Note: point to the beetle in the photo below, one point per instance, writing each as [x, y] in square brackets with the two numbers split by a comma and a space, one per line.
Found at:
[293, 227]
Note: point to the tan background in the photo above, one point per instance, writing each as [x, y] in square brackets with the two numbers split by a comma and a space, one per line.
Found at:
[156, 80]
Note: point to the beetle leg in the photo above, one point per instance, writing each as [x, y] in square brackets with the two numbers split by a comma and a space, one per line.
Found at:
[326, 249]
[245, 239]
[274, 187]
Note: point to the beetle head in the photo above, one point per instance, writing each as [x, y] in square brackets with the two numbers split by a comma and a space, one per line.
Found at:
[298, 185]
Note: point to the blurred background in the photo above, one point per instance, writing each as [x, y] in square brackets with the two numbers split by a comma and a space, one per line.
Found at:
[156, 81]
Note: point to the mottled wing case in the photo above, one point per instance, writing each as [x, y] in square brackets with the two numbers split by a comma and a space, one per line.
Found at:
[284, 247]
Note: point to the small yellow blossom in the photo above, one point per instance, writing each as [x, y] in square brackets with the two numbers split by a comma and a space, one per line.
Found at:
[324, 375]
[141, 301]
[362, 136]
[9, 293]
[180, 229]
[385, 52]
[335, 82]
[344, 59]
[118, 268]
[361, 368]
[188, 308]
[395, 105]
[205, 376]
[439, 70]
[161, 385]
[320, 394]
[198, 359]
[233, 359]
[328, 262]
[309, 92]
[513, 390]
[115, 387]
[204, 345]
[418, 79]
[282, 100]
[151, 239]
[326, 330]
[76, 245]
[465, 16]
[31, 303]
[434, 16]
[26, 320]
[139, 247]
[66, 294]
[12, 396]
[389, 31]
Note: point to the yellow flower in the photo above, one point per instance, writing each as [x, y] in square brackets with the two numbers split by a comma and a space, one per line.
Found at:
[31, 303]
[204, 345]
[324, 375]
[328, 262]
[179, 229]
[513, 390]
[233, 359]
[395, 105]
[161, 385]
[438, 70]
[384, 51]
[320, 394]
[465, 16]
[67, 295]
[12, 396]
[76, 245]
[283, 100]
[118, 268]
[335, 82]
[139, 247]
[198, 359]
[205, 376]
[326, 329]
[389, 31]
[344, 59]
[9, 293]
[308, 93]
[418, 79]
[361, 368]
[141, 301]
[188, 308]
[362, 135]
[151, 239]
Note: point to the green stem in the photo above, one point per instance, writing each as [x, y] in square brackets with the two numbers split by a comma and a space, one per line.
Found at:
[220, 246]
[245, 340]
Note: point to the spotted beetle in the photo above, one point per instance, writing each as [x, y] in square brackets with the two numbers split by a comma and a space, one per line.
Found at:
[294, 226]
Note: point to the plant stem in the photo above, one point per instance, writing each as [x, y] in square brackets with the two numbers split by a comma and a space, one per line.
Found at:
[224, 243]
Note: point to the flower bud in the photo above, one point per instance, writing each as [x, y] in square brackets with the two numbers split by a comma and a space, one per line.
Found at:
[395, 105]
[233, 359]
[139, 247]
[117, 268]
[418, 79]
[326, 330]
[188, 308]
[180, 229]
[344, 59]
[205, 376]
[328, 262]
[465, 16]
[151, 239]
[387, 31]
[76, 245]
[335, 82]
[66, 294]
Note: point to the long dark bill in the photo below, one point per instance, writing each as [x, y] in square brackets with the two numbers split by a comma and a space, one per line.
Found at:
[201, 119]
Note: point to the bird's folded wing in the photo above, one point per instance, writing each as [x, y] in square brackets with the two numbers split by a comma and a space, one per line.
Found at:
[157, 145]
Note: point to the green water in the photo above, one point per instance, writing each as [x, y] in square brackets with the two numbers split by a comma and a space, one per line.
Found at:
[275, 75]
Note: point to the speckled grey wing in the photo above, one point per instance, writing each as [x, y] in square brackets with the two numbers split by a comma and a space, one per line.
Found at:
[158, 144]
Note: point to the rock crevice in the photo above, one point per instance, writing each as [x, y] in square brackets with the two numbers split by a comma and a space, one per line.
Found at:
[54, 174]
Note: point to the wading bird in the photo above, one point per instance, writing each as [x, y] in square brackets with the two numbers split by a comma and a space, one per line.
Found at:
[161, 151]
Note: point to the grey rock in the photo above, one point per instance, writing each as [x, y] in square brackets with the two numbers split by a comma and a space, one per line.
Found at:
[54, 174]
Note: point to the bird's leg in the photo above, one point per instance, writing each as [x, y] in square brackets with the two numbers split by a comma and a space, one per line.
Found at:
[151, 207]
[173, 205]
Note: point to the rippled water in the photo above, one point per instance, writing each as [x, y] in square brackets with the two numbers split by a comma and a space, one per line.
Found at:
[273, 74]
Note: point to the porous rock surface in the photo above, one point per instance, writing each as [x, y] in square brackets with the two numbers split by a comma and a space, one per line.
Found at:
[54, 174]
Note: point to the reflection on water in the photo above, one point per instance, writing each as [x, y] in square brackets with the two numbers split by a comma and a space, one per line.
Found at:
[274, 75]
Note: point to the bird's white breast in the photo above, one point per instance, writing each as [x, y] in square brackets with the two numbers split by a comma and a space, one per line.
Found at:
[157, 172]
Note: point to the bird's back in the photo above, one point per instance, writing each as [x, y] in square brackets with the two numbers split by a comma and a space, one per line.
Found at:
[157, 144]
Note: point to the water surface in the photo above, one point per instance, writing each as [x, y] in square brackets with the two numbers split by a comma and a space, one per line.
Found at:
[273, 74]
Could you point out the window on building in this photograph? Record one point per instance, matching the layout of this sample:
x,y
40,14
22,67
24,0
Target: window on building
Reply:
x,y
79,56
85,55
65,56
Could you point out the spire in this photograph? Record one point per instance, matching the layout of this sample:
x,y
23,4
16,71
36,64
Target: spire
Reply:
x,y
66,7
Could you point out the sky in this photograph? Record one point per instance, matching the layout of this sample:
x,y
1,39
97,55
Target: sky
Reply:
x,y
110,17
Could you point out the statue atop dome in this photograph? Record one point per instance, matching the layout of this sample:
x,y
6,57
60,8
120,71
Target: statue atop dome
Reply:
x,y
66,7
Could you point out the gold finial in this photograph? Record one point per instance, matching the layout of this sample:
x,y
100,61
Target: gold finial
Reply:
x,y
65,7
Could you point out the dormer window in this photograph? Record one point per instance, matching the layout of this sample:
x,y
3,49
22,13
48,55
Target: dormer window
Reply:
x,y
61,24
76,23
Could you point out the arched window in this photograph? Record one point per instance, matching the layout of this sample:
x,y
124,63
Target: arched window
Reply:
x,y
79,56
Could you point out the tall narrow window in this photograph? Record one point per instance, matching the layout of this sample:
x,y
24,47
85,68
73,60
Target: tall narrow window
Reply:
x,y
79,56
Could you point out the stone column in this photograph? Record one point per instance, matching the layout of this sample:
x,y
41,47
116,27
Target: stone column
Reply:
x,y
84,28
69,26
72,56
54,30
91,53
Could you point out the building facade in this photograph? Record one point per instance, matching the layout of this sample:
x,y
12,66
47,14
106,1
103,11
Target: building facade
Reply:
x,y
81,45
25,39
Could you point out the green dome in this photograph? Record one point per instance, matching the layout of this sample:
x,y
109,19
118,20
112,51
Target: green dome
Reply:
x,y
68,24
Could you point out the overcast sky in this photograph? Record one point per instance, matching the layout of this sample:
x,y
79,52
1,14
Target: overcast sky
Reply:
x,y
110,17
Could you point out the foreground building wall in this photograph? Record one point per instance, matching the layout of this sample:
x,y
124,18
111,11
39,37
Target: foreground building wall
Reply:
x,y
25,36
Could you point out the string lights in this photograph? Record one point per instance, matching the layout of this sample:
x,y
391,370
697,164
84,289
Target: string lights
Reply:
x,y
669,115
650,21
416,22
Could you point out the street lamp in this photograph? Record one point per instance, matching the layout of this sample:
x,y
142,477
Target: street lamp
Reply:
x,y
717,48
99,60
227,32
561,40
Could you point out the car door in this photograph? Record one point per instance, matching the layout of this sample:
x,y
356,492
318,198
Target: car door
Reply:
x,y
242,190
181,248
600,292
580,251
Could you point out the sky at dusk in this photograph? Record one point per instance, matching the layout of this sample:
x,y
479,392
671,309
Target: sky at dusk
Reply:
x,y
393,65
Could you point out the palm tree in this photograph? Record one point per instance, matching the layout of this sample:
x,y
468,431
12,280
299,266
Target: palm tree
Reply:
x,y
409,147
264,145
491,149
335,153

● ● ● ● ● ● ●

▶ **EXERCISE INSTRUCTIONS**
The lines to reproduce run from the line containing "Could you point out the foreground" to the end of the listing; write them out exactly and add nothing.

▶ **COMPLETE ANSWER**
Could you point out the foreground building wall in this photograph? Record one point per instance, matching the layout of this sample:
x,y
124,18
111,11
39,37
Target: foreground building wall
Reply:
x,y
25,36
Could you point out the string lights in this photograph? Record one point per instance, matching the layout of this sample:
x,y
391,370
697,164
84,289
Target: string lights
Reply:
x,y
669,115
650,21
416,22
Could you point out the street lamp in this photograph? Record one point per instance, matching the layout of this sample:
x,y
142,477
Target: street lamp
Reply:
x,y
717,48
99,60
227,32
561,40
Could you point out the car door in this photograph? Record one point per instance, matching the layout of this sample:
x,y
356,492
318,198
Target: car door
Reply:
x,y
242,190
181,248
600,292
580,251
Could you point out the sky at dusk in this photograph? Record one point per instance, matching the layout of this sample:
x,y
479,392
671,309
Target: sky at dusk
Reply:
x,y
393,65
Could you point out the palm tree in this photograph? Record one point per instance, matching the layout of this sample:
x,y
468,431
12,280
299,266
Target: palm tree
Reply:
x,y
409,147
264,145
491,149
335,153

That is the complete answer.